**** Source data ****

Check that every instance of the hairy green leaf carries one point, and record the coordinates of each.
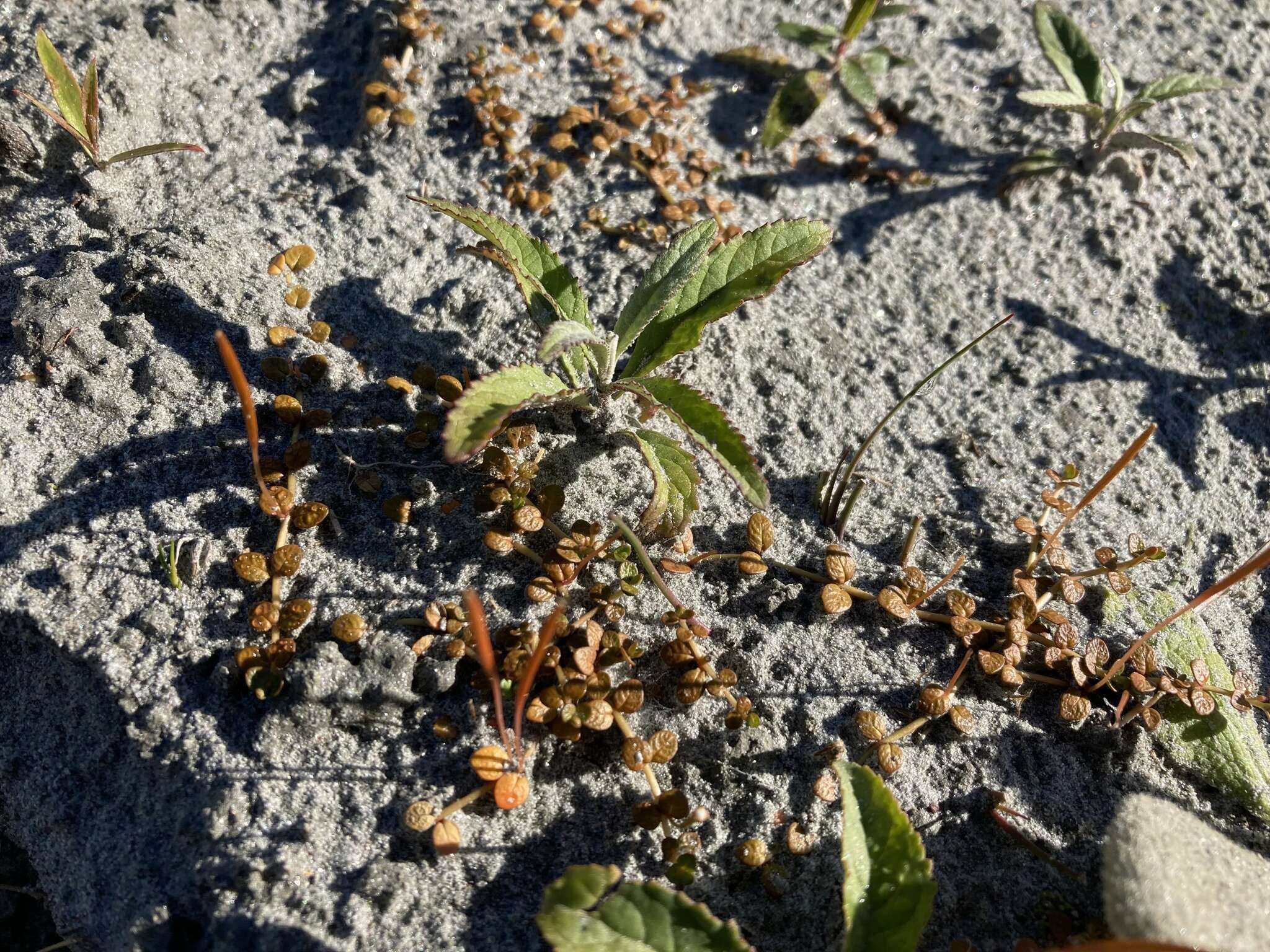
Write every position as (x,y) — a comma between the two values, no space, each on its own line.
(154,150)
(486,405)
(1180,148)
(755,59)
(670,273)
(562,337)
(1225,748)
(1068,50)
(882,60)
(1062,99)
(746,268)
(637,917)
(92,104)
(856,83)
(550,289)
(888,886)
(675,483)
(709,428)
(858,17)
(63,83)
(822,40)
(794,104)
(1183,84)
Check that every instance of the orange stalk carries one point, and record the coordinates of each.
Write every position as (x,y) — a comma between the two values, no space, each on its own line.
(546,635)
(486,655)
(1254,565)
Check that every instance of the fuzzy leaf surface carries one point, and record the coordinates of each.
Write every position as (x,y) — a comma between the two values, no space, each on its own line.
(709,428)
(882,60)
(856,83)
(487,404)
(63,83)
(746,268)
(675,483)
(1225,749)
(1070,51)
(755,59)
(1183,84)
(637,917)
(888,886)
(1180,148)
(821,40)
(141,152)
(662,282)
(1061,99)
(794,104)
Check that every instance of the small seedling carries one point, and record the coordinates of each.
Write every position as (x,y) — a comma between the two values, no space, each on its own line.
(687,287)
(79,108)
(1086,76)
(803,90)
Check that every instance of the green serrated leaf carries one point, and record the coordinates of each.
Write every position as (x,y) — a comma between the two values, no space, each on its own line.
(1180,148)
(637,917)
(709,428)
(1183,84)
(675,483)
(486,405)
(858,17)
(888,886)
(882,60)
(822,40)
(755,59)
(550,289)
(662,282)
(746,268)
(794,104)
(63,83)
(1070,51)
(1225,749)
(856,83)
(1062,99)
(154,150)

****

# Your goal
Locate "Check that every instance of the orange" in the data above. Then repeat, exactly, its line and each line after it through the last, adding nothing.

# Solution to the exercise
Check that every instance of the orange stalk carries one point, and record the coordinates of each.
Write every position as (x,y) — a comma between the two values, no space, each on its own line.
(546,635)
(486,655)
(1254,565)
Check that every instance of the fuzzy leaf surface carries one point, and record the coordinates of each.
Write every position as (x,y) — a comma between the two values, no space, each on its own line.
(709,428)
(882,60)
(856,83)
(487,404)
(63,83)
(746,268)
(675,483)
(1225,749)
(1070,51)
(755,59)
(1183,84)
(637,917)
(888,886)
(1180,148)
(821,40)
(141,152)
(662,282)
(1061,99)
(794,104)
Check that every instance of the small seedling carries one point, and record the coordinates of each.
Write every position as (x,y) — a comma between the two values, no space, each on its own line.
(687,287)
(79,108)
(1086,76)
(803,90)
Check that every instance of the green serrated leaf carries one point, and record the coordinates of each.
Write every position as (x,y) — a comma between the two values, no space, each on its own line.
(1180,148)
(637,917)
(709,428)
(1183,84)
(675,483)
(486,405)
(858,17)
(888,886)
(882,60)
(822,40)
(755,59)
(550,289)
(662,282)
(746,268)
(794,104)
(63,83)
(1070,51)
(1225,749)
(856,83)
(1062,99)
(154,150)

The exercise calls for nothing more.